• SUPPLIED MATERIAL:
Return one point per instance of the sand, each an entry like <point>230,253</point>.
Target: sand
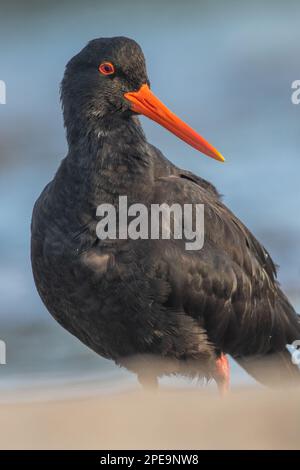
<point>167,419</point>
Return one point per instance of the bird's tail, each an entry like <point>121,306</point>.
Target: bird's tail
<point>274,370</point>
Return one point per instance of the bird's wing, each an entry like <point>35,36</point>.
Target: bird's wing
<point>230,284</point>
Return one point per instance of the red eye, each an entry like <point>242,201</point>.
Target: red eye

• WHAT IS BEING ASKED: Restate every line of the data above word for word, with the images removed.

• RESPONSE:
Return one point per instance of the sand, each an entry like <point>230,253</point>.
Target: sand
<point>167,419</point>
Return one point per instance of the bird's tail, each an entry like <point>121,306</point>.
Target: bird's tail
<point>274,370</point>
Return one point per instance of the bird's wing, each an entry like <point>35,36</point>.
Target: bird's wing
<point>230,284</point>
Return one point per instance of the red eye, each an entry like <point>242,201</point>.
Target: red eye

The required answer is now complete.